(WHAT IS BEING ASKED)
Locate each line of the records that contains the word "shoulder", matching case exactly, and copy those lines.

(SUPPLIED MATERIAL)
=======
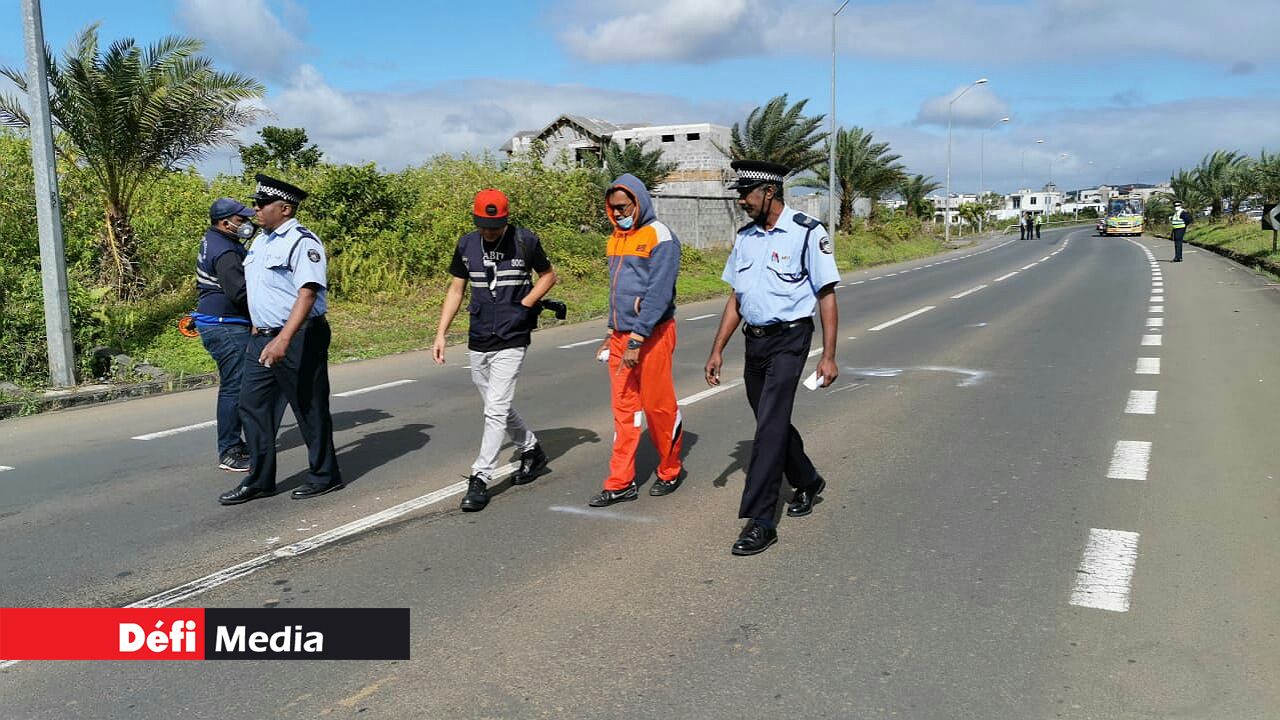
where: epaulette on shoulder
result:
[791,213,822,229]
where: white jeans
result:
[470,347,538,478]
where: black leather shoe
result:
[787,475,827,518]
[218,486,275,505]
[289,482,347,500]
[460,475,489,512]
[733,520,778,555]
[586,480,640,507]
[511,445,547,486]
[649,471,685,497]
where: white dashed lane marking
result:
[334,380,417,397]
[1071,528,1138,612]
[129,420,218,439]
[1124,389,1157,415]
[1107,439,1151,480]
[867,305,937,333]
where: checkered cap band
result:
[737,170,783,182]
[257,183,301,204]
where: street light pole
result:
[978,118,1009,232]
[827,0,849,238]
[942,78,987,242]
[22,0,76,387]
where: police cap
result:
[728,160,791,190]
[253,173,307,205]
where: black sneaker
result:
[461,475,489,512]
[218,447,250,473]
[511,445,547,486]
[586,480,640,507]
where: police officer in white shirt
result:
[218,174,343,505]
[705,160,840,555]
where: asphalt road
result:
[0,229,1280,720]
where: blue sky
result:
[0,0,1280,191]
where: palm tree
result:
[897,174,942,218]
[716,95,827,172]
[1196,150,1244,218]
[796,127,905,227]
[0,24,262,297]
[604,142,677,190]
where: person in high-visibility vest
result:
[1169,202,1192,263]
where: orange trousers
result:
[604,320,681,491]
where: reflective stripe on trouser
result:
[737,325,818,521]
[471,347,538,478]
[604,320,681,489]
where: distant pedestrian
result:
[1169,202,1192,263]
[191,197,257,473]
[218,174,343,505]
[431,190,556,512]
[588,174,684,507]
[704,160,840,555]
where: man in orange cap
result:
[431,190,556,512]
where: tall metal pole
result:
[942,78,987,242]
[827,0,849,238]
[978,118,1009,232]
[22,0,76,387]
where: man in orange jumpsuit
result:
[588,174,682,507]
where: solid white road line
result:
[1071,528,1138,612]
[548,505,654,523]
[676,380,742,407]
[1124,389,1156,415]
[333,380,417,397]
[129,420,218,439]
[951,284,988,300]
[1107,439,1151,480]
[867,305,936,333]
[125,462,520,607]
[1134,357,1160,375]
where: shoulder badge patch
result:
[791,213,822,229]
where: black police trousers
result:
[239,316,342,492]
[737,323,818,524]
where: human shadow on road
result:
[712,439,751,488]
[278,420,435,493]
[636,430,698,487]
[275,405,390,452]
[489,428,600,498]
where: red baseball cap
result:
[471,188,507,228]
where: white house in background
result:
[502,114,732,196]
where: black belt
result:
[253,315,324,337]
[742,318,813,337]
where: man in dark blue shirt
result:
[192,197,256,473]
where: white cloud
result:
[243,65,749,169]
[177,0,308,79]
[915,85,1009,128]
[556,0,1280,68]
[870,96,1280,192]
[559,0,778,63]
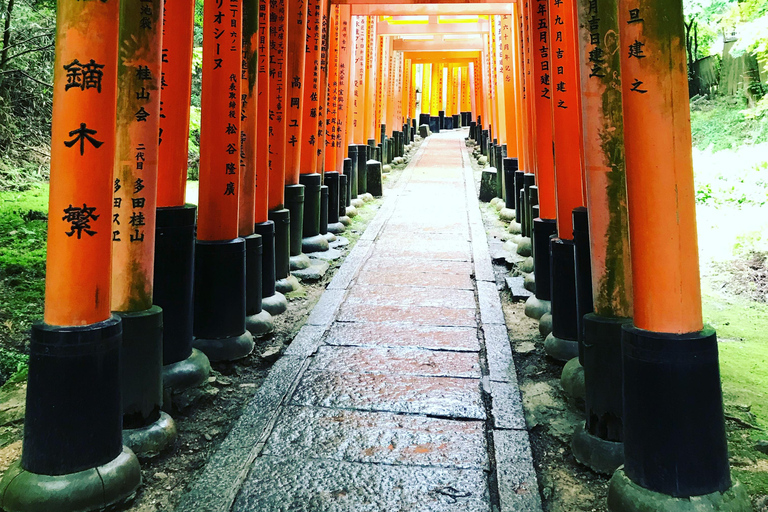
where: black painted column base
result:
[253,220,288,316]
[544,238,579,362]
[153,204,211,393]
[608,324,751,511]
[245,233,275,336]
[114,306,176,459]
[193,238,253,361]
[608,469,752,512]
[571,313,631,475]
[0,315,141,512]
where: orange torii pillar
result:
[153,0,210,391]
[254,0,288,315]
[267,0,296,293]
[238,1,274,336]
[194,0,253,361]
[111,0,176,457]
[518,0,560,324]
[280,0,316,274]
[600,0,751,512]
[0,0,141,512]
[563,0,632,475]
[544,0,586,361]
=======
(WRITTEN ANSWER)
where: epaulette on shoulder
where: shoulder badge patch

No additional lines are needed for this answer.